### STATED GOAL
Put every line from the one containing "Subject = baby's pink top" down to the one containing "xmin=807 ymin=167 xmax=871 ymax=244", both ends included, into a numbered list with blank lines left out.

### INPUT RECORDS

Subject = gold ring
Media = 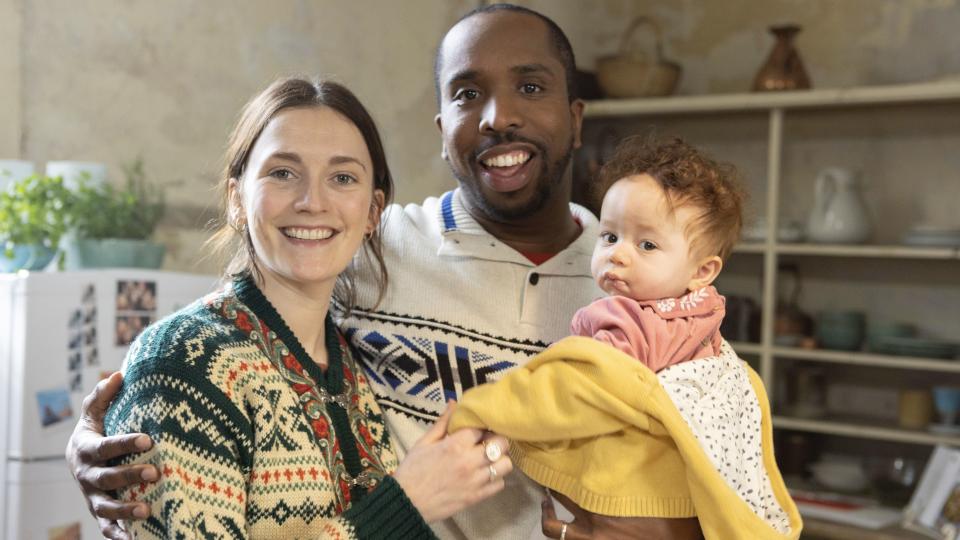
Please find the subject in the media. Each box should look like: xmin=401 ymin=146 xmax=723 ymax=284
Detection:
xmin=483 ymin=442 xmax=503 ymax=463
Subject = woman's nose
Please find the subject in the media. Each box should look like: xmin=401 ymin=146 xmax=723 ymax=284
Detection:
xmin=293 ymin=181 xmax=327 ymax=212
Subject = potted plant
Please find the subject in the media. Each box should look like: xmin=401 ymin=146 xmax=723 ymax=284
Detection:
xmin=0 ymin=174 xmax=73 ymax=272
xmin=67 ymin=159 xmax=165 ymax=269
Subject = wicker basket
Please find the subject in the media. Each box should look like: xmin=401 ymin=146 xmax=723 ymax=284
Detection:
xmin=597 ymin=16 xmax=683 ymax=98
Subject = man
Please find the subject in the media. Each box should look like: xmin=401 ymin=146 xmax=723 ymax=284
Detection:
xmin=67 ymin=5 xmax=600 ymax=539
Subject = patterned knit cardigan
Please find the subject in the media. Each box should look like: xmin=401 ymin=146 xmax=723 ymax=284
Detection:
xmin=106 ymin=279 xmax=434 ymax=539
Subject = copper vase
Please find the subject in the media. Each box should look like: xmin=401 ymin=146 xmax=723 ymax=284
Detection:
xmin=753 ymin=24 xmax=810 ymax=92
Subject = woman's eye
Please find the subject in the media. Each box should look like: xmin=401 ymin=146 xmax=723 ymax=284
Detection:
xmin=520 ymin=83 xmax=543 ymax=94
xmin=333 ymin=174 xmax=357 ymax=186
xmin=270 ymin=169 xmax=293 ymax=180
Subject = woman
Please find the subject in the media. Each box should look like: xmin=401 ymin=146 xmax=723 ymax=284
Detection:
xmin=106 ymin=79 xmax=512 ymax=538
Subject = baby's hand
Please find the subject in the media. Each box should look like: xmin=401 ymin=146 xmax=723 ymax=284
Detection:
xmin=541 ymin=490 xmax=703 ymax=540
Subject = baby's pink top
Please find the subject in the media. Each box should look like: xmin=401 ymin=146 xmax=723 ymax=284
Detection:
xmin=570 ymin=286 xmax=725 ymax=371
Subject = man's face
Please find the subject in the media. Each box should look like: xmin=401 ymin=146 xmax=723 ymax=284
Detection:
xmin=437 ymin=12 xmax=583 ymax=222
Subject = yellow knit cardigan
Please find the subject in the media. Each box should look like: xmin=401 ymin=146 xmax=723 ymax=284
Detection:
xmin=450 ymin=336 xmax=802 ymax=540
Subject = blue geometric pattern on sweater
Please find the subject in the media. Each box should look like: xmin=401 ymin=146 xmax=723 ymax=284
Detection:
xmin=346 ymin=328 xmax=516 ymax=421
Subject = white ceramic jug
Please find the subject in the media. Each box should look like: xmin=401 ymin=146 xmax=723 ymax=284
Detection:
xmin=807 ymin=167 xmax=871 ymax=244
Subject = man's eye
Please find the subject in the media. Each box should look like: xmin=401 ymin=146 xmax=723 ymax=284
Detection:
xmin=453 ymin=88 xmax=480 ymax=101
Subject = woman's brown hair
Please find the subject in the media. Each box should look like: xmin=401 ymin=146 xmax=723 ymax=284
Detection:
xmin=207 ymin=77 xmax=393 ymax=310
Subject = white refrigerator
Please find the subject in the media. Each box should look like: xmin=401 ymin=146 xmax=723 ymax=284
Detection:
xmin=0 ymin=269 xmax=217 ymax=540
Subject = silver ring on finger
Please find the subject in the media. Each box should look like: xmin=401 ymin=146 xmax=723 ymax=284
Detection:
xmin=483 ymin=442 xmax=503 ymax=463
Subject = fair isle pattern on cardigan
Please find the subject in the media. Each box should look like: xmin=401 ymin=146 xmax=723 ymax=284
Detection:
xmin=106 ymin=279 xmax=432 ymax=539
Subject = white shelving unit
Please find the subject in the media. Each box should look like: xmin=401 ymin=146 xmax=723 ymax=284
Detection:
xmin=584 ymin=81 xmax=960 ymax=446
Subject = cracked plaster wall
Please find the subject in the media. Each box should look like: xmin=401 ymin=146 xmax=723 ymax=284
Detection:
xmin=0 ymin=0 xmax=960 ymax=271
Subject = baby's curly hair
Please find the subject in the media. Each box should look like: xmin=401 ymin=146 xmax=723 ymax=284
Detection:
xmin=595 ymin=136 xmax=746 ymax=260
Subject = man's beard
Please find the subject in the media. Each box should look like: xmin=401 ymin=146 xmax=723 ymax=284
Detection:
xmin=451 ymin=137 xmax=573 ymax=223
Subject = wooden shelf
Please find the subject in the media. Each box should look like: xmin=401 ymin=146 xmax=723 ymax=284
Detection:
xmin=584 ymin=78 xmax=960 ymax=456
xmin=733 ymin=242 xmax=960 ymax=260
xmin=773 ymin=415 xmax=960 ymax=446
xmin=584 ymin=81 xmax=960 ymax=118
xmin=730 ymin=341 xmax=763 ymax=354
xmin=772 ymin=346 xmax=960 ymax=373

### TASK SOLUTION
1. Subject = baby's pink top
2. Please find the subject in the media. Each box should look like: xmin=401 ymin=146 xmax=723 ymax=284
3. Detection:
4. xmin=570 ymin=286 xmax=725 ymax=371
5. Subject = man's face
6. Please find the subject in the media. Each box should look like: xmin=401 ymin=146 xmax=723 ymax=284
7. Detection:
8. xmin=437 ymin=12 xmax=583 ymax=222
9. Subject = yellow knit cardigan
10. Please find the subject in the media. Each box should look like: xmin=401 ymin=146 xmax=723 ymax=284
11. Detection:
12. xmin=450 ymin=336 xmax=802 ymax=540
13. Subject = blue geometric pattern on sweater
14. Please find the subject in the media. Each box should look like: xmin=401 ymin=146 xmax=723 ymax=284
15. Detection:
16. xmin=346 ymin=328 xmax=516 ymax=421
17. Subject = white ceramic jug
18. Please find the subject in the media. Each box should look like: xmin=401 ymin=146 xmax=723 ymax=284
19. Detection:
20. xmin=807 ymin=167 xmax=871 ymax=244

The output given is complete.